• _What the task asks_
Copy the data word for word from the line that contains "I would be grateful if you could mark the cheetah's tail" through the last line of the data, including both ends.

• _Dataset entries_

..........

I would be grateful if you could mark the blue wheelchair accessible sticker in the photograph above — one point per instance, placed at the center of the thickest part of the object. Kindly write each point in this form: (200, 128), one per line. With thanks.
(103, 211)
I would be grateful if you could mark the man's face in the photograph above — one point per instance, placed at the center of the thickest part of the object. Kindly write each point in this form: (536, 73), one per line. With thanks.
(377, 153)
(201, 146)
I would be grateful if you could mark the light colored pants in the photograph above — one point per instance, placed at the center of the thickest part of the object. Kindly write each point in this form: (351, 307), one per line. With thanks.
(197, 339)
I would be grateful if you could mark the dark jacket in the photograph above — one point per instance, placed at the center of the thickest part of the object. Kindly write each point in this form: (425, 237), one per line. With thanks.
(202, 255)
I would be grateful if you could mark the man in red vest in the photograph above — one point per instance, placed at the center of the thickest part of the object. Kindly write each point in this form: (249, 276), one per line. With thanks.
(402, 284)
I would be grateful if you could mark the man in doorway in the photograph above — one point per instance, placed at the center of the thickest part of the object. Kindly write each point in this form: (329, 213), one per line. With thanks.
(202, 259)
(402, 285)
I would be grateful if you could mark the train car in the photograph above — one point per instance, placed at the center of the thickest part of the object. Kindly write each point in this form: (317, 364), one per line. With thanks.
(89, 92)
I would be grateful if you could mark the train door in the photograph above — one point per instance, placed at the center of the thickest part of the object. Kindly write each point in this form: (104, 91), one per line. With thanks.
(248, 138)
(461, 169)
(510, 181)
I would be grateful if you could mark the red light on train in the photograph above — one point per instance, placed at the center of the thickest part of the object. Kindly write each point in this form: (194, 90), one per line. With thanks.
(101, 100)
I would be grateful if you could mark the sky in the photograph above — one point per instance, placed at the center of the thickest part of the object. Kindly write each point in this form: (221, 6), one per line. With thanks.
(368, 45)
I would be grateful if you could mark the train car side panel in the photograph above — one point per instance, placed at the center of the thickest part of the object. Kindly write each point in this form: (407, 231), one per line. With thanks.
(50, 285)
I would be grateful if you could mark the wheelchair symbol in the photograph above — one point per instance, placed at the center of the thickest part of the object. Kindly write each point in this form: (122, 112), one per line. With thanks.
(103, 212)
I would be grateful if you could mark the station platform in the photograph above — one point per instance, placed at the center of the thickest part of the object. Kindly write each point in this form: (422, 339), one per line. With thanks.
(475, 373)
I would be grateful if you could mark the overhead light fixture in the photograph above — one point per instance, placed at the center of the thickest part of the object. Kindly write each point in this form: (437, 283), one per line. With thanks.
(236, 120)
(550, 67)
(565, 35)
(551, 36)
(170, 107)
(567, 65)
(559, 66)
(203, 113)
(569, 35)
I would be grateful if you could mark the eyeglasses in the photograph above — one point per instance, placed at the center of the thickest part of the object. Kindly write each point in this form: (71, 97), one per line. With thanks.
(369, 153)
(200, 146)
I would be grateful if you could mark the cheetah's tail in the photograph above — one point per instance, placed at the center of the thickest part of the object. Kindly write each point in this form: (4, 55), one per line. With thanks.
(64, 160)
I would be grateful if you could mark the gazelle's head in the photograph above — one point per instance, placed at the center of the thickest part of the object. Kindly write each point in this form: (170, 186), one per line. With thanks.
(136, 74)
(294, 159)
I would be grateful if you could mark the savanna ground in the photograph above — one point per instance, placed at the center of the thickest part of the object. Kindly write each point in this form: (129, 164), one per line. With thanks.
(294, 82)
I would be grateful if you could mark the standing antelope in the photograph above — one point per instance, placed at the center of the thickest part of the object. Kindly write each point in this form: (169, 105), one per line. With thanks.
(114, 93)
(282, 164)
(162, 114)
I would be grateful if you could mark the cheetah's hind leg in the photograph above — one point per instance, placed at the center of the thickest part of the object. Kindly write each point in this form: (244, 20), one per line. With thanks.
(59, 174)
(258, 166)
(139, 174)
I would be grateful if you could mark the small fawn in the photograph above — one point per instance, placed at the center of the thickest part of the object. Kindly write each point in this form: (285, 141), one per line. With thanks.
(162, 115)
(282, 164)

..........

• _Right answer_
I would be grateful if you could mark the cheetah's tail in the photograph above — one point per instance, placed at the center of the thickest part of the object. Kindly write each point in this form: (4, 55), one per line. With thanks.
(64, 160)
I would be grateful if you could mark the gazelle's head in the photograph above — one point per instance, placed at the center of the thickest part of the object. Kindly write each point in this form: (170, 186), one per line. With thanks.
(136, 74)
(294, 159)
I would be grateful if you could mark the savanna ground in the photograph above — one point per instance, placed at the center of the thickest part of the object. Kindly write each point in this form: (129, 164), one per line. With thanks.
(294, 82)
I would be grateful if you could mark the standing antelope in the photograph above — one point per instance, placed at the center of the thickest part of the object. Kindly write each point in this form: (169, 105), one per line. With thanks.
(114, 93)
(282, 164)
(162, 114)
I would be grateful if you could mark the cheetah's hind leg in the photograph above — one point per instance, placed at the center of the thickest part of the object. Kindly write each point in this form: (244, 20), one per line. With thanks.
(59, 174)
(258, 166)
(139, 174)
I would be grateful if you could mark the small fawn in the photograph above — one point per instance, placed at the center of the thickest part of the object. Kindly write each point in this form: (285, 141), one per line. With thanks.
(162, 115)
(282, 164)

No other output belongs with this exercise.